Given text Block Start

Dr. Richard Goodgame

Dr. Richard Goodgame, MD, is Professor of Medicine and Program Director of the Internal Medicine Residency, UTMB, Galveston. His personal note to those who are interested in the UTMB Internal Medicine Residency Program can be found here.

Dr. Goodgame was raised in Clearwater, FL. He earned a BA in History and Literature at Vanderbilt University (1971; Phi Beta Kappa) and an MD from Johns Hopkins University (1975; AOA). His training in Internal Medicine was at the Johns Hopkins Hospital and the Massachusetts General Hospital. After doing two years of research in tropical diseases with the Rockefeller Foundation in Castries, St. Lucia, he joined the Faculty of Medicine at Makerere University School of Medicine in Kampala, Uganda. While in Uganda he helped run their Department of Medicine, set up a gastroenterology consultation service, and helped to shape that country's response to the AIDS epidemic. He completed his Gastroenterology/Hepatology Fellowship at Baylor College of Medicine, Houston, TX. He is Board Certified in Internal medicine and Gastroenterology/Hepatology. He is a Member of the American College of Physicians and a Fellow of the American Gastroenterology Association.

Given text Block End

Exercise ::
Retype the passage of the Dr. Richard Goodgame profile that begins with the words containing "Dr. Richard Goodgame, MD, is" and ends with "be found here.".

The data Block Start

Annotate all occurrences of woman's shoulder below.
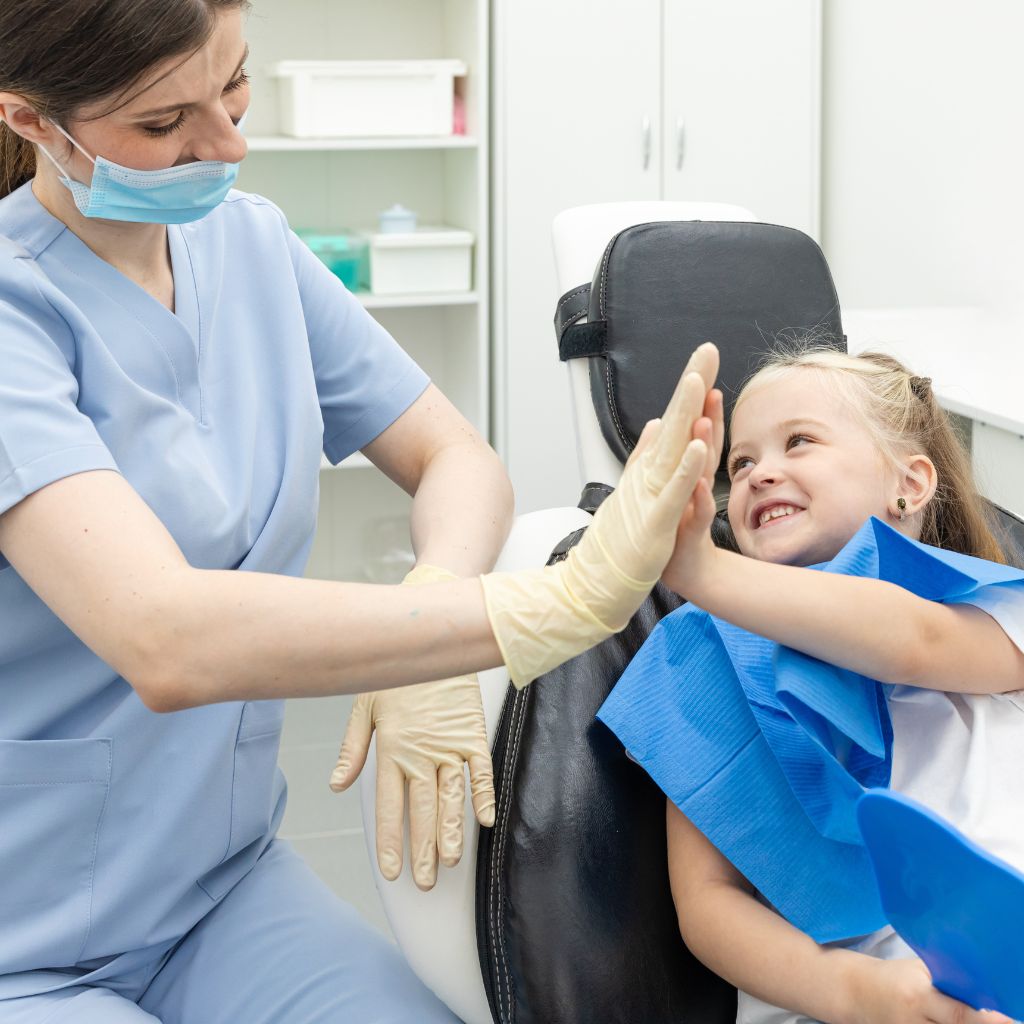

The data Block End

Result of the task ::
Dr. Richard Goodgame, MD, is Professor of Medicine and Program Director of the Internal Medicine Residency, UTMB, Galveston. His personal note to those who are interested in the UTMB Internal Medicine Residency Program can be found here.